__EXCERPTED PASSAGE__

Probe of Ebola burial practices pinpoints risks, triggers changes

An early September assessment of burial practices in some of Sierra Leone’s Ebola hot spots revealed a host of problems that were probably helping fuel ongoing virus transmission in the country, experts from the US Centers for Disease Control and Prevention (CDC) and Sierra Leone’s health ministry reported today.

The team conducted its first assessment in three high-risk areas, focusing on burial practices, cemetery management, and adherence to recommended practices. Then they looked at the issues again the following month on a broader scale ahead of the Sierra Leone government’s national rollout of standard procedures for safe and dignified burials. They published their findings in Morbidity and Mortality Weekly Report (MMWR).

Viral levels are highest in people who are severely ill with Ebola and after people die from their infections, making handling of bodies one of the highest transmission risks.

Traditional funeral practices, such as touching and washing the bodies of loved ones, are among the factors that led to the early spread of the disease in West Africa and is still a concern that responders have addressed with messaging and the development of safe burial options that respect religious and cultural rituals.

Sifting through burial practices

The team conducted its first assessment in September at five sites in three of Sierra Leone’s districts that reported high Ebola activity: Western Urban, Western Rural, and Port Loko. They looked at the practices of burial teams, swab collection teams, and cemetery management teams. Investigators also visited cemeteries designated for Ebola victims.

The group also interviewed families and community members near homes where burial teams were removing bodies in efforts to gauge perceptions about body-handling practices.

Initial assessment found that it could take as long as 1 to 5 days for a burial team to retrieve a body and that there were several problems with coordinating case investigation and swab collection, as burial teams often buried bodies before a swab could be collected or before the case investigation was complete. Burials also often bypassed official reporting protocols, which led to underreporting.

Burial teams collected up to 10 bodies each day, requiring frequent donning and doffing of personal protective equipment (PPE). The workers observed good infection control practices while handling the bodies, but they had limited capacity to decontaminate homes and didn’t remove bedding and other contaminated materials, despite recommendations.

During the cemetery visits, the researchers found that graves were sometimes hand dug and not to the recommended depth, and multiple bodies were often placed in a single grave. Given problems disposing of contaminated PPE, burial teams sometimes buried the materials on top of bodies, nearly filling the graves and posing problems of medical waste not being buried to the appropriate depth.

Families were not often allowed to observe cemetery burials, but some safe community burials were taking place in some areas.

Findings shape country protocols

Sierra Leone health officials used the findings from the assessment to develop standard operating procedures for safe burials, which were unveiled on Oct 1, with a burial command center launched on Oct 19. The country also launched a “Safe Burials Save Lives” campaign to sensitize the population.

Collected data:
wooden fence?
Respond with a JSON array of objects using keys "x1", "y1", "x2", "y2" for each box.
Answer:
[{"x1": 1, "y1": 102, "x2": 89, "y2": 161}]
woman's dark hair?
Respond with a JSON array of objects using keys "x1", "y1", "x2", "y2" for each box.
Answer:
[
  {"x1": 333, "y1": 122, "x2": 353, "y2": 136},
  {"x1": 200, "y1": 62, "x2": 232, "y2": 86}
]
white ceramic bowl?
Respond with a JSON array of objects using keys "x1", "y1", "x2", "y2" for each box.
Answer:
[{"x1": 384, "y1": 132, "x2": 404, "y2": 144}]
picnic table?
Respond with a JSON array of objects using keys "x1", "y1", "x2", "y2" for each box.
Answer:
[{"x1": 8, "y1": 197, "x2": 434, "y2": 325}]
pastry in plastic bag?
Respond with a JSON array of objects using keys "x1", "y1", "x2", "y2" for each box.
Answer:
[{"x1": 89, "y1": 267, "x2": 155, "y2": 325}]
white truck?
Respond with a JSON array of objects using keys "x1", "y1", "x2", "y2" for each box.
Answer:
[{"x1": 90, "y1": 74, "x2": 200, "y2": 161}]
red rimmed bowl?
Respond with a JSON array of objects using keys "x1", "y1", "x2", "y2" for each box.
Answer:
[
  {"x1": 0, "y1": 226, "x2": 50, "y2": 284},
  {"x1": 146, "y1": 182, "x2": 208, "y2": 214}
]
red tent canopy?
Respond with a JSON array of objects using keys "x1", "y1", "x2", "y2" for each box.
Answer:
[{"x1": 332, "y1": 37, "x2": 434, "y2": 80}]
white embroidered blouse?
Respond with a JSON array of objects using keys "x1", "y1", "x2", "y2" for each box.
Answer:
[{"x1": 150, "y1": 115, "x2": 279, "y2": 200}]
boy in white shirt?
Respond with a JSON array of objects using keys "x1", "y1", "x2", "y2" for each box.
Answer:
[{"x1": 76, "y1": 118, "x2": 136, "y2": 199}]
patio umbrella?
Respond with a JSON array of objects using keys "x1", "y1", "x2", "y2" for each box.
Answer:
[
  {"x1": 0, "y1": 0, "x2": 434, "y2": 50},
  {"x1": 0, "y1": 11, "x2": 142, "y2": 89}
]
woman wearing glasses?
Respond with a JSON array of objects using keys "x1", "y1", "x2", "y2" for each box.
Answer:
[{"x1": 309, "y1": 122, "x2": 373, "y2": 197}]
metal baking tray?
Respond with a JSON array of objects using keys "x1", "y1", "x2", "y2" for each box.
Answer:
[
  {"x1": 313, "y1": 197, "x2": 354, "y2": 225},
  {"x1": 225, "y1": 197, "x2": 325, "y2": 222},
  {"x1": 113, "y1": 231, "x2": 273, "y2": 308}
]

==

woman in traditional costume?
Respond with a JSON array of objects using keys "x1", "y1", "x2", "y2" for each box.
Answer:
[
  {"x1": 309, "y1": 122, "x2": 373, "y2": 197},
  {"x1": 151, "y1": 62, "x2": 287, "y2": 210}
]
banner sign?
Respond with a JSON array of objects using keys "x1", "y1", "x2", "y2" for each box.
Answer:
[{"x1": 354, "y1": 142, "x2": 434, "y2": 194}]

==

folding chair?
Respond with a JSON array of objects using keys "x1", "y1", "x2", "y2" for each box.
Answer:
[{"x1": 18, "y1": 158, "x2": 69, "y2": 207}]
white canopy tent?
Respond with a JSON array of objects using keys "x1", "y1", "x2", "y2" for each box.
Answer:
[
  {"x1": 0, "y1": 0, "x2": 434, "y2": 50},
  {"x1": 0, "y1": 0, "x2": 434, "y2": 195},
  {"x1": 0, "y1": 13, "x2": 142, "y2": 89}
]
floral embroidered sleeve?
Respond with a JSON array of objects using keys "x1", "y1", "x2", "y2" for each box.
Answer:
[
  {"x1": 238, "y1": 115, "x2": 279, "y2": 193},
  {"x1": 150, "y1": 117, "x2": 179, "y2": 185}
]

__EXERCISE REQUIREMENTS__
Can you restate word for word the stretch of the Ebola burial practices article from "The team conducted its first assessment in three" through "Weekly Report (MMWR)."? These entries were gathered from a separate source and are unrelated to the article on Ebola burial practices.

__EXERCISE RESPONSE__
The team conducted its first assessment in three high-risk areas, focusing on burial practices, cemetery management, and adherence to recommended practices. Then they looked at the issues again the following month on a broader scale ahead of the Sierra Leone government’s national rollout of standard procedures for safe and dignified burials. They published their findings in Morbidity and Mortality Weekly Report (MMWR).